Work instructions:
[A] Rewrite the comment on the Beatles from "I wasn’t criticizing" up to and including "if they’re anybody’s.", putting "Paul" in place of "Macca".
[B] Translate this sentence from the comment on the Beatles into Spanish: "Out of the four I think he’s handled it most appropriately, continuing to strive, but acknowledging what they did."

Passage:
++++++

Nancy, I mentioned that Epstein/Lennon quote simply to underscore that we on the outside don’t really know how it all worked. Because on the other side you’ve got the standard line: “Stick to your percentages…” The one thing I think we can say is that it wasn’t like what we’ve been told, not out of people being intentionally misleading (though surely sometimes they have been) as much as the reality being complicated, regrets, ego, things shifting over time, and fading memories.
I wasn’t criticizing McCartney for how he’s treated his Beatle past. Out of the four I think he’s handled it most appropriately, continuing to strive, but acknowledging what they did. The Beatles WEREN’T just a band that made it really big, nor were they another expression of “maya.” So I think it’s completely appropriate for Macca to play Beatles tunes in concert; yes, it’s giving fans what they want, but they’re his tunes if they’re anybody’s.
I think that’s good, Anon, but what Gilmore doesn’t say–at least in what you clipped–is the role that Yoko Ono played in the breakup. I’m not one of those “Yoko did it” people (John did it, and was the only person who could do it) but having said that, it is patently obvious that Yoko was no friend to the group. If all she’d done was introduce John to heroin and then shuffled off to Buffalo, that alone might’ve been enough to cause the split. But of course she did much more; she saw the group (especially Paul) as a rival and a threat, and worked hard to gain “senior partner” status with her husband. Most people in her position would; you’d have to be a serious Beatles fan NOT to, and if there’s one thing we know about John Lennon, it’s that he didn’t want to marry a Beatles fan.

++++++

[Dataset items]
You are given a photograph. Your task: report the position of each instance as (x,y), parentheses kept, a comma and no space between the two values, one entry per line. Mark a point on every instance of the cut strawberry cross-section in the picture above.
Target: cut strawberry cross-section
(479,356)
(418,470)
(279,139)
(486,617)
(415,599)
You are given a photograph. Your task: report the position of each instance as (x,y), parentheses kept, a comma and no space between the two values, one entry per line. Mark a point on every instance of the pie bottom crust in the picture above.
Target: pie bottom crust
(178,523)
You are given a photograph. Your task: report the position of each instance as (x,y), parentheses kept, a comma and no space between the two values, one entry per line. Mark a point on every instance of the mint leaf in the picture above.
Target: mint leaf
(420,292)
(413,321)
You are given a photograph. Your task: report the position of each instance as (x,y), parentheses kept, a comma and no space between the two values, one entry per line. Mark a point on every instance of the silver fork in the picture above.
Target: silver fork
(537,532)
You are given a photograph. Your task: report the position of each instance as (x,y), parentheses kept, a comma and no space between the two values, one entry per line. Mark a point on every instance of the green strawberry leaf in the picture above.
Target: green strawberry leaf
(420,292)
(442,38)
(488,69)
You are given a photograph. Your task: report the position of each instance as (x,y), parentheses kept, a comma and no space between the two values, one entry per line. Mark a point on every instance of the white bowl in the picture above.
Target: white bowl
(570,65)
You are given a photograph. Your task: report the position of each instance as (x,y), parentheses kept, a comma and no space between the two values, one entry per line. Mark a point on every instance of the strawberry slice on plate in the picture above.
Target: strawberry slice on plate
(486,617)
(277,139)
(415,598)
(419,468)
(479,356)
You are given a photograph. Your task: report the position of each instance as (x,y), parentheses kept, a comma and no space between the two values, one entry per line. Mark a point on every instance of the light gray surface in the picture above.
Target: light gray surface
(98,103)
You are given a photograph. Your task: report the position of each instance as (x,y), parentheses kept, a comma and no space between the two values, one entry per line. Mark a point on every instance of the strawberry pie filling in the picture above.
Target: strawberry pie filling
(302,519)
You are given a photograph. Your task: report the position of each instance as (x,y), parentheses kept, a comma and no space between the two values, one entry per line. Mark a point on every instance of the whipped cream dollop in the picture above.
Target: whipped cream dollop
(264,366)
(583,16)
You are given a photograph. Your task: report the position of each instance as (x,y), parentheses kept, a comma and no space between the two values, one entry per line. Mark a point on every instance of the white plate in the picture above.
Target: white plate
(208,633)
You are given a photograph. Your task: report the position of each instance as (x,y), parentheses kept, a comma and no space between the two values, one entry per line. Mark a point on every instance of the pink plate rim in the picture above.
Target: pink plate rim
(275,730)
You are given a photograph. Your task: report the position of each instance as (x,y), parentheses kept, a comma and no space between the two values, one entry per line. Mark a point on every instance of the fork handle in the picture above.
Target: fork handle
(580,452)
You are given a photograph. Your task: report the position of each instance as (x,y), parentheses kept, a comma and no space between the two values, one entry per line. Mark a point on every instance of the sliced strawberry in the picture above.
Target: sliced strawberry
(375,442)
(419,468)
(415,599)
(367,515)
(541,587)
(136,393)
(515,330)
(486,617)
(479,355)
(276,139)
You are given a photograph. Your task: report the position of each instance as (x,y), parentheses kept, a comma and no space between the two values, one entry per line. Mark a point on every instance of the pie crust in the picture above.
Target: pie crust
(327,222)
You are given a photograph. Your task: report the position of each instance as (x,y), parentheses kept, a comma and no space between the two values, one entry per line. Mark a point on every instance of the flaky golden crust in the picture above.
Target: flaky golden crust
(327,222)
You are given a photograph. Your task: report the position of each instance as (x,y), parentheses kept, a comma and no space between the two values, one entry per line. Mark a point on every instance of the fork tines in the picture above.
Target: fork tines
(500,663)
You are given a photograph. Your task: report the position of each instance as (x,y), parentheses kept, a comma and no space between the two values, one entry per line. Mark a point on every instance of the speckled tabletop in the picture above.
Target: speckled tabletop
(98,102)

++++++

Answers to the tasks:
[A]
I wasn’t criticizing McCartney for how he’s treated his Beatle past. Out of the four I think he’s handled it most appropriately, continuing to strive, but acknowledging what they did. The Beatles WEREN’T just a band that made it really big, nor were they another expression of “maya.” So I think it’s completely appropriate for Paul to play Beatles tunes in concert; yes, it’s giving fans what they want, but they’re his tunes if they’re anybody’s.

[B] De los cuatro, creo que él lo ha manejado de la manera más apropiada, sin dejar de esforzarse, pero reconociendo lo que hicieron.